• Object point labels:

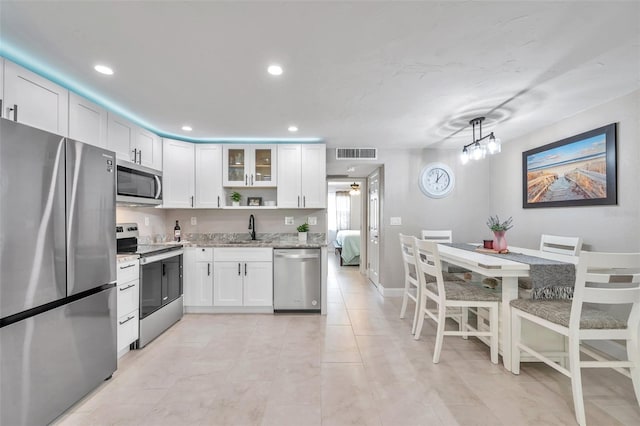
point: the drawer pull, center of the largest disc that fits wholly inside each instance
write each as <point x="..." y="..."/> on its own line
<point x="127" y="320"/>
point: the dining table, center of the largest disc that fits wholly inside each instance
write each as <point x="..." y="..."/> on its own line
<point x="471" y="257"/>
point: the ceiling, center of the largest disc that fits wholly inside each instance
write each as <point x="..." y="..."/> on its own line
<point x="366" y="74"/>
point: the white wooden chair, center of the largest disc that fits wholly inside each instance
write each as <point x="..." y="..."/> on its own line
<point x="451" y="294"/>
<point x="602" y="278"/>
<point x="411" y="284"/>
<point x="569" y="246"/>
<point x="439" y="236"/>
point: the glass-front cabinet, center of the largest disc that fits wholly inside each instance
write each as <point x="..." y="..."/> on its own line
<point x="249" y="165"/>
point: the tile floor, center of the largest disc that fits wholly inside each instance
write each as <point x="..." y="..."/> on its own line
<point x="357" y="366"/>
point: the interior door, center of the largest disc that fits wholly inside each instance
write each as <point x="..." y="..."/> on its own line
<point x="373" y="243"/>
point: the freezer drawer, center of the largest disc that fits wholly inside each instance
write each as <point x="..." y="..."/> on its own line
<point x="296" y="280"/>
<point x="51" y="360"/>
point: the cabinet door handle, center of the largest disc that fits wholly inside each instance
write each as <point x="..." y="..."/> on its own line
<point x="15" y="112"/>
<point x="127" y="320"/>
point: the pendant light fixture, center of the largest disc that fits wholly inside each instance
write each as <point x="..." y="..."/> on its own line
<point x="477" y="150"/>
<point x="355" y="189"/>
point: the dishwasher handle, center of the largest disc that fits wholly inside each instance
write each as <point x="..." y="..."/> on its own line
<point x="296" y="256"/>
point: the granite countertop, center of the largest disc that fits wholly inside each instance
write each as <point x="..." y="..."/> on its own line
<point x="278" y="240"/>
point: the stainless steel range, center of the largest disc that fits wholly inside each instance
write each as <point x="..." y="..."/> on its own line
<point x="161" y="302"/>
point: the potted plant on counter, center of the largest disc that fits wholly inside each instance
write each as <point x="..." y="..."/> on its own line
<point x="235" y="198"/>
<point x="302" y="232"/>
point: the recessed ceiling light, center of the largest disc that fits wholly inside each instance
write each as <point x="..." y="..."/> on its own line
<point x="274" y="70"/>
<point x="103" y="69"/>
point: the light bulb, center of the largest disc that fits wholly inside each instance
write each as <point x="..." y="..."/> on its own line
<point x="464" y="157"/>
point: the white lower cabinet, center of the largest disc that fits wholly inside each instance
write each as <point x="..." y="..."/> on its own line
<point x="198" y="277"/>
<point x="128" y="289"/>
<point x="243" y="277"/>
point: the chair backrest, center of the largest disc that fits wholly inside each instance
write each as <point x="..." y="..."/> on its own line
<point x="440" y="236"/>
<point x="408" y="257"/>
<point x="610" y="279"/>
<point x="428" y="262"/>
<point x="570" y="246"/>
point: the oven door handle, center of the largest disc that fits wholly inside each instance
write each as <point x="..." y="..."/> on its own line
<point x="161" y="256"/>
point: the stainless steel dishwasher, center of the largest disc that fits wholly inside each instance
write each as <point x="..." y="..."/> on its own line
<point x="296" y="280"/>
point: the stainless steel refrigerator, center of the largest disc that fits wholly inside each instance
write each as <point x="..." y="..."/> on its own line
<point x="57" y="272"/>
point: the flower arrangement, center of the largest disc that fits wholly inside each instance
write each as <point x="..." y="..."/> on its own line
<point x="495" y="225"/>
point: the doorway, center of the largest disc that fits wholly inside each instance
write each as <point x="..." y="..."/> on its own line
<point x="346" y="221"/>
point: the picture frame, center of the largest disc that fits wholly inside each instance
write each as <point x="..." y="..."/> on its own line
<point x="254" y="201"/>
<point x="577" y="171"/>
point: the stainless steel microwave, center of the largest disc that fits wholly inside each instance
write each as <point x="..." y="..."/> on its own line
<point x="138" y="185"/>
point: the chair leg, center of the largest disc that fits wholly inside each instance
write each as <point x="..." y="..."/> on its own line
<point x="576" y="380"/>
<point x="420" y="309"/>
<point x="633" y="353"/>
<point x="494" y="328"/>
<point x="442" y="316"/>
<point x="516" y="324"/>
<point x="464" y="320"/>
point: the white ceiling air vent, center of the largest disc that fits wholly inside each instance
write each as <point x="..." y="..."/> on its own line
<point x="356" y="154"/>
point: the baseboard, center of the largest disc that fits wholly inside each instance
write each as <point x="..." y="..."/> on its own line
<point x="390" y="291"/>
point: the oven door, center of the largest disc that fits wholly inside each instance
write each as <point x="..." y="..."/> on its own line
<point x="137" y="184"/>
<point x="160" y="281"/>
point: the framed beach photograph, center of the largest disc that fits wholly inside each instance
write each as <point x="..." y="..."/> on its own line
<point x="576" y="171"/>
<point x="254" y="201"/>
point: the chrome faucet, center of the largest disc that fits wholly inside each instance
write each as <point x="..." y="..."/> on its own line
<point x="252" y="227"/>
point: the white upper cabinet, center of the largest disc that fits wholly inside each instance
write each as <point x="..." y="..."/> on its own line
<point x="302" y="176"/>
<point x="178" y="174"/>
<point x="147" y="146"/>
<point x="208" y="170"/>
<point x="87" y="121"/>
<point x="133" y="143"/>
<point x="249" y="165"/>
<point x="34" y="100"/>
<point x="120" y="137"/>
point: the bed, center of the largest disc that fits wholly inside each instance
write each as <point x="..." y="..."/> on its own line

• Work to complete: Beginning at the line that holds "point: the chair leg, center", write out word for word each line through the end of the records.

• Answer in full:
point: the chair leg, center of the largest disc that fits wholly inside each instance
write each as <point x="..." y="..."/> on its own line
<point x="576" y="380"/>
<point x="420" y="309"/>
<point x="633" y="353"/>
<point x="494" y="328"/>
<point x="442" y="316"/>
<point x="516" y="324"/>
<point x="464" y="320"/>
point: the white ceiling air vent, center of the largest disc that fits wholly inside each instance
write each as <point x="..." y="..."/> on its own line
<point x="356" y="154"/>
point: the baseboard, center of the largest disc that fits wholly inside each instance
write each as <point x="..." y="..."/> on its own line
<point x="390" y="291"/>
point: the oven door, center of the largest disc that fits wholly inside each instance
write each as <point x="..." y="..."/> on its own line
<point x="137" y="184"/>
<point x="160" y="281"/>
point: the framed beach photograph, center of the largest disc that fits wholly inside each instance
write each as <point x="..." y="..."/> on its own line
<point x="576" y="171"/>
<point x="254" y="201"/>
point: the chrome faucet, center of the largest disc that fits wholly inside each instance
write each as <point x="..." y="..."/> on its own line
<point x="252" y="227"/>
point: the white upper cabinet, center of the largest disc that fits wholly inside each instance
write each as <point x="..." y="..."/> on its own line
<point x="302" y="176"/>
<point x="178" y="174"/>
<point x="147" y="146"/>
<point x="208" y="170"/>
<point x="87" y="121"/>
<point x="133" y="143"/>
<point x="249" y="165"/>
<point x="34" y="100"/>
<point x="120" y="137"/>
point: the bed, center of the largest disc that fits wholly inside each instance
write each as <point x="..." y="..."/> on its own line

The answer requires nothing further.